> **Instructions to follow**
Tally the lines of the material below that include the word "house". Give only the number.

> **Data provided**
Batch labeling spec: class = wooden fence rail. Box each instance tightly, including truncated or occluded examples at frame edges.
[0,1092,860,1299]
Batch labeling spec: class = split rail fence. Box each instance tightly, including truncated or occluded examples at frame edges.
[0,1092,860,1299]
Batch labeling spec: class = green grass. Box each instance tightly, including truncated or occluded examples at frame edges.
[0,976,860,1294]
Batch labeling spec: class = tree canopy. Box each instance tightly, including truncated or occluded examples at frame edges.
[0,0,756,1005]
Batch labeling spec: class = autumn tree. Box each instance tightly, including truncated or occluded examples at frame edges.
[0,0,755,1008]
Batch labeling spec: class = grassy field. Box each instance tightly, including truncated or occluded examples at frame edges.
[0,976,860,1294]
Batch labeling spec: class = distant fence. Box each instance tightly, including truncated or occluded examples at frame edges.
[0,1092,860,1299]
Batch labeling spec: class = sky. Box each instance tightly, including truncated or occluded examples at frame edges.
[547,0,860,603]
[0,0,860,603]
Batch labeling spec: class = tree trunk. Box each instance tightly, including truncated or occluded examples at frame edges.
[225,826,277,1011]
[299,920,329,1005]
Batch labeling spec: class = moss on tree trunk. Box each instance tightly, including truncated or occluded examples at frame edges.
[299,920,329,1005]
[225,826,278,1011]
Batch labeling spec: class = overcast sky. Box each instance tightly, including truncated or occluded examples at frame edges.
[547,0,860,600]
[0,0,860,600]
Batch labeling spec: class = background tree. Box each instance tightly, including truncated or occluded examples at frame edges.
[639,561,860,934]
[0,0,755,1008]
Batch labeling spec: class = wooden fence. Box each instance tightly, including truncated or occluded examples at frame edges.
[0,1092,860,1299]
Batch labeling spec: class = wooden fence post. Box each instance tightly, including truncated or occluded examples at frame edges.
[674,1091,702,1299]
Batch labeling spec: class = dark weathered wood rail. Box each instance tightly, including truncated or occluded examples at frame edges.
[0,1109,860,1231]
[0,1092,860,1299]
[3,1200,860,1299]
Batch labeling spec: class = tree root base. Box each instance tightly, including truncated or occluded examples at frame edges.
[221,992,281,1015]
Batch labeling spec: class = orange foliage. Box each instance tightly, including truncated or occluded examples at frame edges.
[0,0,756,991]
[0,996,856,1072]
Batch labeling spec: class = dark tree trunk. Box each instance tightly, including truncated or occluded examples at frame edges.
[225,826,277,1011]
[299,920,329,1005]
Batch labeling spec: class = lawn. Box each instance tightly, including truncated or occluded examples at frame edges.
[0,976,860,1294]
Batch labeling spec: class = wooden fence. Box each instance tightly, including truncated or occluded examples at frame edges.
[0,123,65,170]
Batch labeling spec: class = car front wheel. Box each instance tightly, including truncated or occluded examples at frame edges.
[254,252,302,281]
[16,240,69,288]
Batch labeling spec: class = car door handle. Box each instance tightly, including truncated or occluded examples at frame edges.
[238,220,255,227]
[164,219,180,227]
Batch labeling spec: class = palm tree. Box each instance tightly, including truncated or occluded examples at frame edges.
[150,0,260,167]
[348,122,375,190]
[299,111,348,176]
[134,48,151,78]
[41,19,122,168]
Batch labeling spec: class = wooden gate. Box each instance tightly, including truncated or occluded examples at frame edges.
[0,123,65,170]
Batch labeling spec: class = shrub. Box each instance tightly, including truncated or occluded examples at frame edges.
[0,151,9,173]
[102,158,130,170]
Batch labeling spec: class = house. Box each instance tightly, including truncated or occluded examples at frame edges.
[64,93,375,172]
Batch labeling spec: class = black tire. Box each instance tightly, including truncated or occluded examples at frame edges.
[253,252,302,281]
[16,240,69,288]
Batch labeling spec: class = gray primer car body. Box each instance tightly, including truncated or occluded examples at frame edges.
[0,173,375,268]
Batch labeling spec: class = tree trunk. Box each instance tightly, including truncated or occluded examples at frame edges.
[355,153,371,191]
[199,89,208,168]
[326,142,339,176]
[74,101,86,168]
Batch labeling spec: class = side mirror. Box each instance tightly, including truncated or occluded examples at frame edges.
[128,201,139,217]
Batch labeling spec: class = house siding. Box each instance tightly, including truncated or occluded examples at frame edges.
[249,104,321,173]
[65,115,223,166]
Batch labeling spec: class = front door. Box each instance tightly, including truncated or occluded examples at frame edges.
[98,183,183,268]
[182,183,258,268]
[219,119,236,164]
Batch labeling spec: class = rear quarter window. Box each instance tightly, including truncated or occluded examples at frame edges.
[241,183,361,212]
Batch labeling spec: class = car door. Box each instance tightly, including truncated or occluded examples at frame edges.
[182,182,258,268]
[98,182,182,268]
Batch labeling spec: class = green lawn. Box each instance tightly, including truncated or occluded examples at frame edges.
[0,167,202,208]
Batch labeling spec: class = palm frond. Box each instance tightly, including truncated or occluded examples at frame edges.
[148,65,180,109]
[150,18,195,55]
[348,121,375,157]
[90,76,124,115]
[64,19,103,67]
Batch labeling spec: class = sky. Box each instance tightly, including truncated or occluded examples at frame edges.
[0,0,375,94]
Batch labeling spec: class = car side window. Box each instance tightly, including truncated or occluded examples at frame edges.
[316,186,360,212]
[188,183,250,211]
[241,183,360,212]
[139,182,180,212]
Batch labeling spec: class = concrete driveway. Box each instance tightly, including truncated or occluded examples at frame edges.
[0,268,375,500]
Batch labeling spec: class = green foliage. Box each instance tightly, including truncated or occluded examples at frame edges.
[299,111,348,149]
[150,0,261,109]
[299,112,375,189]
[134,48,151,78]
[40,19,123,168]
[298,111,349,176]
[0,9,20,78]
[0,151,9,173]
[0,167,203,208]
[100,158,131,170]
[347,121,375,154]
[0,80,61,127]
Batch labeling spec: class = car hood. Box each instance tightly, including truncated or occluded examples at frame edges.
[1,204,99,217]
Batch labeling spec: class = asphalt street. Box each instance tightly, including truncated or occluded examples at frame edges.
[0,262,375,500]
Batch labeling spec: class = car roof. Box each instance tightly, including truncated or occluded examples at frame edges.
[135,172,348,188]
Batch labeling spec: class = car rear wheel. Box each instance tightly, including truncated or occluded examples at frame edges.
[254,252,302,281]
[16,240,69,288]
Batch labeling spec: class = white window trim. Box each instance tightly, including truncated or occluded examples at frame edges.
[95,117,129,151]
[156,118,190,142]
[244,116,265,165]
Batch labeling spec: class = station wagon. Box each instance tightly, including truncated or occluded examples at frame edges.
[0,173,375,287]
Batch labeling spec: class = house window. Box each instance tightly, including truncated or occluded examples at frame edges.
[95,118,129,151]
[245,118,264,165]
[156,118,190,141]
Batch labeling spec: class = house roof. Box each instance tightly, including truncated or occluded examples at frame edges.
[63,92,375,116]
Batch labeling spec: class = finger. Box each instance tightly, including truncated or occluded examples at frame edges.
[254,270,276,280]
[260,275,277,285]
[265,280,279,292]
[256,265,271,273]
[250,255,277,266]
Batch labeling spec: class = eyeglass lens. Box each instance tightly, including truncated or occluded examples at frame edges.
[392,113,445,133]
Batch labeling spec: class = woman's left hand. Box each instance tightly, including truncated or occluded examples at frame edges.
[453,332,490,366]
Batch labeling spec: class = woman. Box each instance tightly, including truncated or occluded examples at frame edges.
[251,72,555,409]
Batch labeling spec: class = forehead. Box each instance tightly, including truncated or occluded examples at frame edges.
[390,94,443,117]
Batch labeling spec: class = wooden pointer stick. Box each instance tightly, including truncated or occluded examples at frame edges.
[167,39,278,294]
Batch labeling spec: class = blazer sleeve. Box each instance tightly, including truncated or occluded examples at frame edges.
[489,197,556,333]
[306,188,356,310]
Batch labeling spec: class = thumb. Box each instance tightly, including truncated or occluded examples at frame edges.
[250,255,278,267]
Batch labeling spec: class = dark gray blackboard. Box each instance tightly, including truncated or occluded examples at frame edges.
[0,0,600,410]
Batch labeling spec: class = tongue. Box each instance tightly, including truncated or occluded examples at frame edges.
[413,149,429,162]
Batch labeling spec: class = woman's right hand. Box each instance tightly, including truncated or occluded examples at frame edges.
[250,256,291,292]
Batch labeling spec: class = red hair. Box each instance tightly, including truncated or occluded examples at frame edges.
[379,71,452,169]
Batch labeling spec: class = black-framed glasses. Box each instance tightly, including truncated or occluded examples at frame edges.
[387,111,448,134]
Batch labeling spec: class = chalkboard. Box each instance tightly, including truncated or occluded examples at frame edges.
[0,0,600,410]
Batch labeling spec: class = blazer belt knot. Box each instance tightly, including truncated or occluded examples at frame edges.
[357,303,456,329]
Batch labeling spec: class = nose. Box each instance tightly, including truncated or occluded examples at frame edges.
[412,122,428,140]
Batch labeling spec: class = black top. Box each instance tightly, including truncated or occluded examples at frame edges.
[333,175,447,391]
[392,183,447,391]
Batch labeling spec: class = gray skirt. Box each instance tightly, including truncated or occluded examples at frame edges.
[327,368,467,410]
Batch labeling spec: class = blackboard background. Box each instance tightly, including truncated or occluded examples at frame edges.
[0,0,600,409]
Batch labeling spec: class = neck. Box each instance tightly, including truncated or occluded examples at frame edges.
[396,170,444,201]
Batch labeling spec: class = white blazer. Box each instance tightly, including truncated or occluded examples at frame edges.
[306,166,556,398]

> **Solution**
4